▸ **TASK DIRECTIONS**:
Write down exactly the line where "Keep to two rules. Tag each instance of the red" occurs and every line that follows it through the end of the material below; include nothing else.

▸ **RECORD SET**:
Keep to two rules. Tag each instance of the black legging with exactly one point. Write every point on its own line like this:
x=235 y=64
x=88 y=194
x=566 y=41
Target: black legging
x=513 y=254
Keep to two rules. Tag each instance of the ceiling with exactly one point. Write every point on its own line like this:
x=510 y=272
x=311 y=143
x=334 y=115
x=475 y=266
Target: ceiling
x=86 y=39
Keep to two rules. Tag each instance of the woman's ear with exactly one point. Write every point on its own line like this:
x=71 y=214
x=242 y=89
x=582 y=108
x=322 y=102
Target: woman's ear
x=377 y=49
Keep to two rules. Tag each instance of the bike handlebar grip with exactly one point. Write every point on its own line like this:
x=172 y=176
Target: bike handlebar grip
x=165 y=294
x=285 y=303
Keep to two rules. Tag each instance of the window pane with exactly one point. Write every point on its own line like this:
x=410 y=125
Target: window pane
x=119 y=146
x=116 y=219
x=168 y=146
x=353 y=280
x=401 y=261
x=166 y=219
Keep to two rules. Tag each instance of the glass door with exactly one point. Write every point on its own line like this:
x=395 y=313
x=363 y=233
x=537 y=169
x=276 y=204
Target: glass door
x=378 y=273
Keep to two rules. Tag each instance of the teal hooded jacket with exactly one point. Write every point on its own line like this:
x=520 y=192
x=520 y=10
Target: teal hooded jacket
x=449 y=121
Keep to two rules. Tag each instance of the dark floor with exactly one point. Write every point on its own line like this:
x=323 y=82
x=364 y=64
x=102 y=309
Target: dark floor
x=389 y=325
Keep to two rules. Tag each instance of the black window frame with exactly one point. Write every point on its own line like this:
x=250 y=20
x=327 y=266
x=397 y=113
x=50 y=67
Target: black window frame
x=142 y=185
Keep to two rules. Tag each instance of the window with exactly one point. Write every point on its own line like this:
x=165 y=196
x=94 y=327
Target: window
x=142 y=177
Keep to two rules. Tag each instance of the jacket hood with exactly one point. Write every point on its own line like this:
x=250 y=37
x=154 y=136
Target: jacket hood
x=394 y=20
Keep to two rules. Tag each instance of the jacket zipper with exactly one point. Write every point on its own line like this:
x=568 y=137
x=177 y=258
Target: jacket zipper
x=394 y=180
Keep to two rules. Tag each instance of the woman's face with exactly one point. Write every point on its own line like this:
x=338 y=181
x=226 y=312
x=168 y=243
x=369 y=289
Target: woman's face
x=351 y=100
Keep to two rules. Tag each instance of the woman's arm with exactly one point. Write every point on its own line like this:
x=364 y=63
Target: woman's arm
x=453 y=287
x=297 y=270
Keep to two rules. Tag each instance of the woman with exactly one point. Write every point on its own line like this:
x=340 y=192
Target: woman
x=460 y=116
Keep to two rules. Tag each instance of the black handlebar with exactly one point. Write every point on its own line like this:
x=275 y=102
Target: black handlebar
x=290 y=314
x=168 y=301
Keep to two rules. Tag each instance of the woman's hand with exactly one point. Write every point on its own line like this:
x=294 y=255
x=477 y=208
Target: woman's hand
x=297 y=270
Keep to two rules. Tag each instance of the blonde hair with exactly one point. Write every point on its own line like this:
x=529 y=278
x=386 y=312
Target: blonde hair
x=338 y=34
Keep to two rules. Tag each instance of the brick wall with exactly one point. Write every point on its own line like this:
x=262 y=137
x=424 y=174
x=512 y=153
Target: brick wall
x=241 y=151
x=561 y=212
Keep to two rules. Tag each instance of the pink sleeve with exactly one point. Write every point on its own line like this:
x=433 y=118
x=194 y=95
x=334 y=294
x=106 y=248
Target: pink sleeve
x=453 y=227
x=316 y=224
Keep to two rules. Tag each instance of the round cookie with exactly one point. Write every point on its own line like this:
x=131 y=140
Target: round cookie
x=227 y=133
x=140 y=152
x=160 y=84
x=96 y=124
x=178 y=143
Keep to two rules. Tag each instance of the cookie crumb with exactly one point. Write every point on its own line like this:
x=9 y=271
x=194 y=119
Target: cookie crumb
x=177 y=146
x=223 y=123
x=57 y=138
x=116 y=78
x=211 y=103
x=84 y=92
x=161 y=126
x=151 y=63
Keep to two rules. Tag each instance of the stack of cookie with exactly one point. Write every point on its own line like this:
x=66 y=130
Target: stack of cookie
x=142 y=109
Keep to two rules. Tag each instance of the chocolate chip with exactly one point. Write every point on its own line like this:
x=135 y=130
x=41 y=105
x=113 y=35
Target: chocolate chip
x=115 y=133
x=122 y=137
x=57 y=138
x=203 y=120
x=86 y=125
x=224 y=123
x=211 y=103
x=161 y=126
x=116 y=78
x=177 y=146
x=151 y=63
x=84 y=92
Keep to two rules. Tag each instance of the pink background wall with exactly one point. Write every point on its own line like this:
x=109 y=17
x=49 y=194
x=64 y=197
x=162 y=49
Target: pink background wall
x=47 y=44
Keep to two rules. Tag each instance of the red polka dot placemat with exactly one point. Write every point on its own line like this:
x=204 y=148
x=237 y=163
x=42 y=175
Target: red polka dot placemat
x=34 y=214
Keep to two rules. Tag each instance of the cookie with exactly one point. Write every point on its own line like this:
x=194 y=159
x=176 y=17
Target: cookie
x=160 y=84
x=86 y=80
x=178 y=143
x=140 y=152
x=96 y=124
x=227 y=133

▸ **RESPONSE AREA**:
Keep to two rules. Tag each instance of the red polka dot placemat with exactly one point. Write every point on its own line like this:
x=204 y=148
x=237 y=163
x=42 y=175
Target: red polka dot placemat
x=34 y=214
Keep to two rules. Tag each instance of the cookie with exactly one point. Write every point on its own line like this:
x=194 y=159
x=176 y=17
Target: cookie
x=160 y=84
x=86 y=80
x=178 y=143
x=140 y=152
x=96 y=124
x=227 y=133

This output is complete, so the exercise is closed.